§ **Aim of the task**: In the Google Answers thread below, how many words does the British National Corpus contain in total?

§ **Text excerpt**:
== == ==

Google Answers Logo
View Question
 
Q: Linquistics: English language word frequency lists ( Answered 5 out of 5 stars,   1 Comment )
Question  
Subject: Linquistics: English language word frequency lists
Category: Reference, Education and News > Teaching and Research
Asked by: akirsten-ga
List Price: $100.00
Posted: 06 Feb 2005 16:26 PST
Expires: 08 Mar 2005 16:26 PST
Question ID: 470042
What are the 1000 most common words in the English language? (Drawn
from a "Very Large" corpus.) I need an ordered list that includes a
numerical measure for their relative freuency.  For example it is not
enough for me to know that "him" is more common than "dog."  I also
need a quantifiable measure
of how much more common.
Answer  
Subject: Re: Linquistics: English language word frequency lists
Answered By: scriptor-ga on 06 Feb 2005 17:46 PST
Rated:5 out of 5 stars
 
Dear akirsten,

The British National Corpus (BNC) should qualify as a "very large"
corpus. It contains English texts  from a wide range of sources with a
total of 100 million words.

This is a frequency list for the complete BNC [1]:
ftp://ftp.itri.bton.ac.uk/bnc/all.num.o5

The format for the list is: Frequency - Word - Part-of-speech-code
(POS) - Number of files the word occurs in.
For the definitions of the POS codes used, please have a look at this list [2]:
http://www.itri.brighton.ac.uk/~Adam.Kilgarriff/poscodes.html


There is also a lemmatised list of the 6318 words with more than 800
occurrences in the whole 100M-word BNC [3]. It might be interesting
because of the differences to the unlemmatised "raw" frequency list:
ftp://ftp.itri.bton.ac.uk/bnc/lemma.num

The format of the list is: Sort-order - Frequency - Word - Word-Class


For comparison purposes, it might be interesting to also have a look
at the word frequency list for the Brown Corpus of general
non-academic English. This Corpus contains only 1,015,945 words, but
includes American English. Here is a frequency list for the 2000 most
frequent words from the Brown Corpus [4]:
http://www.edict.com.hk/lexiconindex/frequencylists/words2000.htm


I hope that this will be useful for you!

== == ==

§ **Provided records**:

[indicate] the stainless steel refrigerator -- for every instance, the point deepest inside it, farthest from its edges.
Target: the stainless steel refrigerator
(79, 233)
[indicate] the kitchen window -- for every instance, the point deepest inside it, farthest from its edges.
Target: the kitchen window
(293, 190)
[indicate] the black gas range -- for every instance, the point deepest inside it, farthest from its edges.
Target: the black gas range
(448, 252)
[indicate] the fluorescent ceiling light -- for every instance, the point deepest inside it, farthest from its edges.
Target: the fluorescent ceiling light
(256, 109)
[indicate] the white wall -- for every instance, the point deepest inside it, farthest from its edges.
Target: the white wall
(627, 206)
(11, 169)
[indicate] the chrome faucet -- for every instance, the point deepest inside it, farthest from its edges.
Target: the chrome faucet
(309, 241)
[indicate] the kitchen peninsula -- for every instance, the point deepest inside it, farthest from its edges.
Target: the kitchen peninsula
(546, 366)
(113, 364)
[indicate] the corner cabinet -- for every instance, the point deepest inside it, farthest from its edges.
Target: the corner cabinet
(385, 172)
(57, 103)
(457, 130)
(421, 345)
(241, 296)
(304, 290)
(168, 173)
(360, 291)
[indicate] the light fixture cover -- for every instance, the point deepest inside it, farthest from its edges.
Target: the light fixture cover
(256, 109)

== == ==

§ **Output below**: 100 million words.